THE PROBLEM. Read the records and gather each line that includes "below".

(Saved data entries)
*****
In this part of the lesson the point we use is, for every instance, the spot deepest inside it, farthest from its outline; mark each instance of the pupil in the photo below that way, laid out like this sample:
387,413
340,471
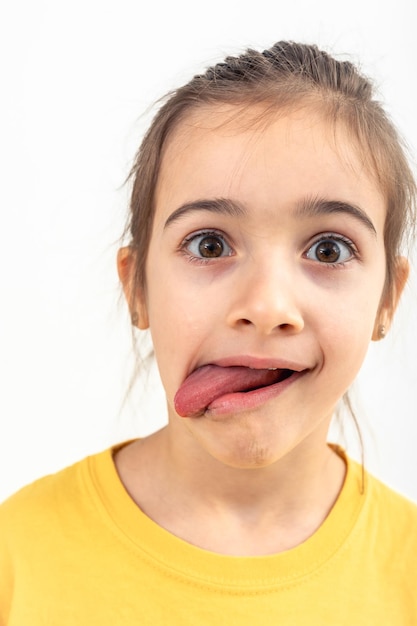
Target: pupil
328,251
210,247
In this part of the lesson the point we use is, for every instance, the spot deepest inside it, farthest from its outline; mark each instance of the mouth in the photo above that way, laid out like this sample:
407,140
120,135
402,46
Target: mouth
212,385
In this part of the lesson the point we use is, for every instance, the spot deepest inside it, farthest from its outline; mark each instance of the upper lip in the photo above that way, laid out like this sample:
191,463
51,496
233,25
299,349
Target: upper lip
256,362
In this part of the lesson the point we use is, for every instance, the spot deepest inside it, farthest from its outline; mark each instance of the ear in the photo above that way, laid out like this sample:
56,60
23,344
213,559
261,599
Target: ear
126,263
389,301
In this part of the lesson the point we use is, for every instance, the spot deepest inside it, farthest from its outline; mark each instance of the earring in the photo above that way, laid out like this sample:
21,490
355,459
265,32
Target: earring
381,331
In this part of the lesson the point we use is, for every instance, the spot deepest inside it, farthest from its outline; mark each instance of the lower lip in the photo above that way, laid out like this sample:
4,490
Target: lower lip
246,401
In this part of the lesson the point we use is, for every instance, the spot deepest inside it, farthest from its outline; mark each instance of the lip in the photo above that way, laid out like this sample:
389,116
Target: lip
255,362
238,402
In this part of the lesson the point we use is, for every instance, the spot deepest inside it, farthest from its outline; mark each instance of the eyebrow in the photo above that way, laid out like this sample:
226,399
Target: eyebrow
319,206
216,205
310,207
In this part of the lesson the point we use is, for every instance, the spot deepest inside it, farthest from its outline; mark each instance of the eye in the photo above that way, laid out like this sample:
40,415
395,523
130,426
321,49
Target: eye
332,250
207,245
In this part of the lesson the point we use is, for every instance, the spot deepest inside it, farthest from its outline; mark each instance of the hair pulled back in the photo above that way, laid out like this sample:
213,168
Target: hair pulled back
285,75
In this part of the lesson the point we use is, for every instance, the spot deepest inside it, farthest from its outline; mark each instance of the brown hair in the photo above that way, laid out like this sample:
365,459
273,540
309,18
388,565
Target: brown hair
285,75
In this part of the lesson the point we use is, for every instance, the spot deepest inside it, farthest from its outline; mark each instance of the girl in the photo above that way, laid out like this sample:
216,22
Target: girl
270,199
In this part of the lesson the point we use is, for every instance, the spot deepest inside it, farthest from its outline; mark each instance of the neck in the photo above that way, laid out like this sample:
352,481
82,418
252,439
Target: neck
259,511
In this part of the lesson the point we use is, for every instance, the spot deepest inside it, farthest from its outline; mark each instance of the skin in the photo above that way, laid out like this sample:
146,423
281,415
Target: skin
266,472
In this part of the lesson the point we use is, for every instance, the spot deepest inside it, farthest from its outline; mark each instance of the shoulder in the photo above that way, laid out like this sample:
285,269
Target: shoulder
391,518
46,501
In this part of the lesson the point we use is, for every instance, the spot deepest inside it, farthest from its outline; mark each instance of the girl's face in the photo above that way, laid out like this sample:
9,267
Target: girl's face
267,251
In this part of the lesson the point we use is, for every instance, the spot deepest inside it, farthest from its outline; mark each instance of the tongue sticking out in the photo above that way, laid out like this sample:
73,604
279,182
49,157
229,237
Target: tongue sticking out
209,382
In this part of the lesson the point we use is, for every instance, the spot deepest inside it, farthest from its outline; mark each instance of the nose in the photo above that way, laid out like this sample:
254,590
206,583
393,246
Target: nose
268,300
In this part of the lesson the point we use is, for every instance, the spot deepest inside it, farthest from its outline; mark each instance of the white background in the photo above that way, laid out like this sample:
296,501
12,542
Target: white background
77,80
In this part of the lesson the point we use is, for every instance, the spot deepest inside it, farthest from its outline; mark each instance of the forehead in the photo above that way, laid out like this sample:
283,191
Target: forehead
262,156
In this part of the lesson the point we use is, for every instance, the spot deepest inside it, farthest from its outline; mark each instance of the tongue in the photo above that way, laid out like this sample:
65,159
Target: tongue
209,382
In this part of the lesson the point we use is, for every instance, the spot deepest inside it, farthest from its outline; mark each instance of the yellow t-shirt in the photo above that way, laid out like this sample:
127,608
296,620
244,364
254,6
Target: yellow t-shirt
76,550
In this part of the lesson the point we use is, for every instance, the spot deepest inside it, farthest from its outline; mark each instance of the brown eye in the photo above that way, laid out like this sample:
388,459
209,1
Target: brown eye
211,247
330,251
207,245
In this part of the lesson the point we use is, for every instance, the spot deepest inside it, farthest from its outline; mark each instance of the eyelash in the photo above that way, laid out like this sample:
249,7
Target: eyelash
331,237
193,237
338,239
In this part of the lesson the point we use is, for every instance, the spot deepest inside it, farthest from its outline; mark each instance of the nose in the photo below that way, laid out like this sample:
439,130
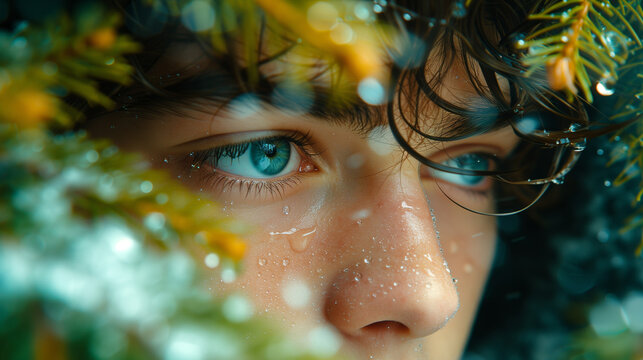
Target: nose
393,279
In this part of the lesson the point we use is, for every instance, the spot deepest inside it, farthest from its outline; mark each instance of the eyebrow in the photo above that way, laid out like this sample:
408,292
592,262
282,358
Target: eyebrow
222,87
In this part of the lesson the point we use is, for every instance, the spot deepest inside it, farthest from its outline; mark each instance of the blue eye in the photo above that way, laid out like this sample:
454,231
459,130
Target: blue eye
470,161
264,158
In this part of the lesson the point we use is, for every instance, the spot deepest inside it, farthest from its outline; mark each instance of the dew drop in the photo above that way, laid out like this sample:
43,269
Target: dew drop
212,260
606,86
616,45
146,187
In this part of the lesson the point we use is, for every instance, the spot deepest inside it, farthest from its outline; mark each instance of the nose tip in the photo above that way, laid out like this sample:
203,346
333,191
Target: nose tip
386,327
407,303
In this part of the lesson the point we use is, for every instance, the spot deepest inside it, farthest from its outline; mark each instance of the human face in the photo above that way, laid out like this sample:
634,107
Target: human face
349,234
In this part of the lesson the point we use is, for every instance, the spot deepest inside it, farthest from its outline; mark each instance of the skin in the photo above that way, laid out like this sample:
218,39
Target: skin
372,241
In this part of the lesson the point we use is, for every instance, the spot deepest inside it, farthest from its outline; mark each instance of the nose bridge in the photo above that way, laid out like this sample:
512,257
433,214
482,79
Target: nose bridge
396,273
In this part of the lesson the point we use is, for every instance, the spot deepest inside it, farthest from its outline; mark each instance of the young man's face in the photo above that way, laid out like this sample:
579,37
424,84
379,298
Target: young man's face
349,233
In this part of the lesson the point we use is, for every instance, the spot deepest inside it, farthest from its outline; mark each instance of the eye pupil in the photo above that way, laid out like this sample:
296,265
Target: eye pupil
270,156
270,150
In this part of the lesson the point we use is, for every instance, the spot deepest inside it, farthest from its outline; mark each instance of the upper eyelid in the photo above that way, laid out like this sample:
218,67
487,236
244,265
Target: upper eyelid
219,140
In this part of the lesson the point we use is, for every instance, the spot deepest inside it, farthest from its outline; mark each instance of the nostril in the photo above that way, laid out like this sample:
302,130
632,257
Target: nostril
386,327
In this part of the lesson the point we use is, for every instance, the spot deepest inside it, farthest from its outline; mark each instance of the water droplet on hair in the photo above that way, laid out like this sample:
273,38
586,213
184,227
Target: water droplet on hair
371,91
603,236
459,10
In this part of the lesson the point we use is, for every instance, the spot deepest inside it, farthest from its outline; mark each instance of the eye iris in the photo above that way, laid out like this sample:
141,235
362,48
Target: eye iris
270,156
469,162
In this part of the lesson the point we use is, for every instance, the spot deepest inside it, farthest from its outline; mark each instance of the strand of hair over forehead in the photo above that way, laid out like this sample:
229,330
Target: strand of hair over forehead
494,58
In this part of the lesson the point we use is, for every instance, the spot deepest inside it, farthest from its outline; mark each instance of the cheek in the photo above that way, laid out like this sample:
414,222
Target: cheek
468,241
283,271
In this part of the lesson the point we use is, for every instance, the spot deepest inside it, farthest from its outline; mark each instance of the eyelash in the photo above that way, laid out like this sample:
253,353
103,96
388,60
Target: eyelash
246,186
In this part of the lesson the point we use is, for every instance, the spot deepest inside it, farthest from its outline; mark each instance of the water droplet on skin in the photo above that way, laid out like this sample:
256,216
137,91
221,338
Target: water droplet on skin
406,206
299,239
355,161
361,214
296,294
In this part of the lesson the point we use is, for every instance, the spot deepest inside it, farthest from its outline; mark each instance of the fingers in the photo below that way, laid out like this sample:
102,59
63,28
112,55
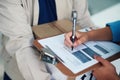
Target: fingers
101,60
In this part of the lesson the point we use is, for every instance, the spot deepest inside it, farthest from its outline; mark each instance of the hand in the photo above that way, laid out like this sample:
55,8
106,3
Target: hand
81,38
106,71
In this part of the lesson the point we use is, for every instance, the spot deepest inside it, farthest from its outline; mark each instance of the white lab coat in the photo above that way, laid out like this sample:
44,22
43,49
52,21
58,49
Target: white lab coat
16,19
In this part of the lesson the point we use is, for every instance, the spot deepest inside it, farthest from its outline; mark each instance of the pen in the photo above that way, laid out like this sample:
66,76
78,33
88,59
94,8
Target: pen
74,20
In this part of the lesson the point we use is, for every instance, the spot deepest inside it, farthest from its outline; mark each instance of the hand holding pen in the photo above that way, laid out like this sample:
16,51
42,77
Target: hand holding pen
74,20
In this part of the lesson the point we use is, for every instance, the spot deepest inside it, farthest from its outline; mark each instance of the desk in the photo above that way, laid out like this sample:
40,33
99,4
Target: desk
56,28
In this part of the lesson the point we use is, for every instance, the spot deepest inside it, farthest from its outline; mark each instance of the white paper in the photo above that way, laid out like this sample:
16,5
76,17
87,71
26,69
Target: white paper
82,56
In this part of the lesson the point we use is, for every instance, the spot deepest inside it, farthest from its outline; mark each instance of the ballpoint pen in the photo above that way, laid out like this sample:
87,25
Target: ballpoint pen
74,20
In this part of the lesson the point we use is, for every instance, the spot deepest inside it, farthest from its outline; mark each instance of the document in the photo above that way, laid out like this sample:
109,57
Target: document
80,57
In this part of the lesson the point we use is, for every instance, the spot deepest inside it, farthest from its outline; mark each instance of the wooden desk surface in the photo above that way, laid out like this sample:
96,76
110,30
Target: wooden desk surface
56,28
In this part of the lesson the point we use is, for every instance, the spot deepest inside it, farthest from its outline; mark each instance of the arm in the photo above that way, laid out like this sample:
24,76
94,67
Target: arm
84,20
21,60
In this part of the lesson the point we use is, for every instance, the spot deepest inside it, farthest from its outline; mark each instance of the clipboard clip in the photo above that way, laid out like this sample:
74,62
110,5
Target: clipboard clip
47,55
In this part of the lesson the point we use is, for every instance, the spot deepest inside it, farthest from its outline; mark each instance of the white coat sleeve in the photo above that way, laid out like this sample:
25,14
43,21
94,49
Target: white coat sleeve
84,20
17,42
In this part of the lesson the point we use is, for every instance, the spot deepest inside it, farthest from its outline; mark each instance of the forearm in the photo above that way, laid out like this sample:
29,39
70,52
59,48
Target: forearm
100,34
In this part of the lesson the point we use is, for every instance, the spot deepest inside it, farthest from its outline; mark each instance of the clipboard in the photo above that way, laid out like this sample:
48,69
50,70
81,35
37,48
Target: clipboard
56,28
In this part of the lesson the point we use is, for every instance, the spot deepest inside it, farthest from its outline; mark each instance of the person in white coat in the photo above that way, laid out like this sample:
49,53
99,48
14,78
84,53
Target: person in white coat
16,19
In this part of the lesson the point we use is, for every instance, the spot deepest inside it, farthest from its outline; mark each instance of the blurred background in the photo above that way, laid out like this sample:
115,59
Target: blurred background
102,12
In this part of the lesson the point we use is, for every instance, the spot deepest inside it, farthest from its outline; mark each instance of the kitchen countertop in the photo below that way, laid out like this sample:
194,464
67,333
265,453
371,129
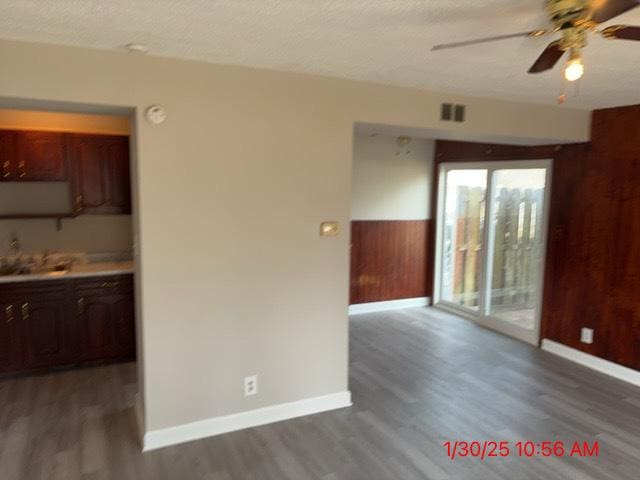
*****
RESULT FOR THIS TASK.
In this part of the lesson the point we use is, for every instance, the spot deepest inside it, farthest from its outline; mark each instance of the pupil in the photo below that way, laid out like this sample:
In this part of the lesson the point we use is, for every instance, the spot deepest inside it, farthest from its outline; mark each instance of the nose in the photo below that way, laid out like this sample:
In this part of the lesson the point we use is, for every instance, the spot deepest inside it, farthest from its outline; mark each instance of the fingers in the photo below that way, laid out like this sample:
In this part of the lesson the point we use is, for every instance, the spot deepest inside it, farthest from its outline; mark each instance of the kitchen countertop in the photo below that way, laid out like this sample:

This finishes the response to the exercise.